• _PROBLEM REQUIREMENTS_:
Continue the excerpt below about handling a crying baby at night and a husband who has grown distant from the children, starting right after its final sentence and leaving the listing aside.
── EXCERPT
At night I would be the one handling our cry baby boy. He often cries instead of telling me he is hungry. So I came up with stories to make him stop, and recently that didn’t work. At times my husband offered to take the “night shift” but he would not change the diaper only to find my boy’s clothes soaked in his pee in the morning, sometimes crying away.
After the cold bug went away, he was busy with a job change. I would rush to buy diapers, milk and wet tissue and other baby stuff on week days or when he was fetching my Mother In Law around. I basically wanted him to rest on weekends.
For the past two nights I was tired and asked my girl to get his company. He actually brushed her off. Last night was forgivable as I peeped and saw him reading about his new job system requirements. Tonight I was fuming mad. He told my girl he has to watch TV. I no longer want to bother about what excuse he has. He has become very switched off. He spends little engaging time with our children. And kept saying the children do not want him so I have to be the one entertaining them.
────
── GIVEN DATA
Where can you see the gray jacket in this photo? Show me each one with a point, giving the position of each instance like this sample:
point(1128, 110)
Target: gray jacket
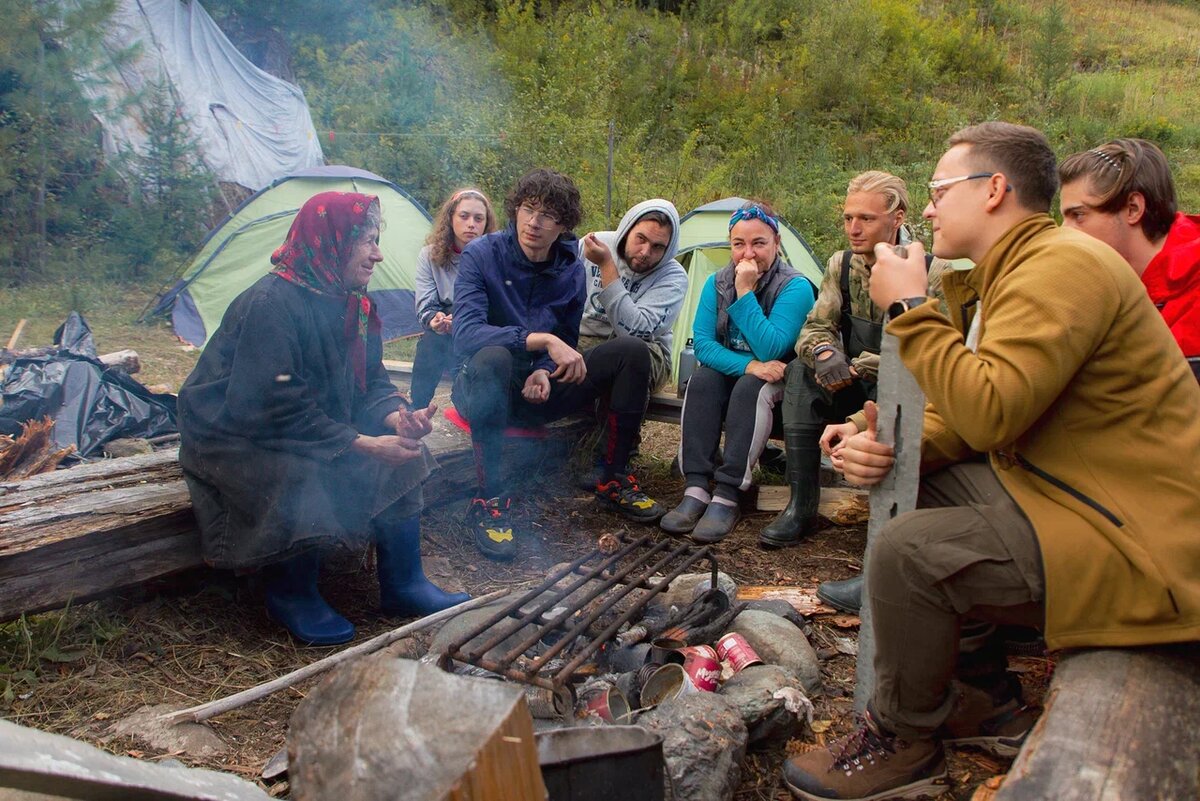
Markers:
────
• _RESULT OF THE TASK_:
I have enough. I know I expect too much but I feel he is taking me for granted. Yes I work part time now. It that doesn’t mean I won’t be tired. I make toys for children, I think of stories to entertain them. Yes he brought them out for walks but he couldn’t handle them alone so I have no breaks at all as I have to tag along and children follow me around.
Is the gender difference eating into me?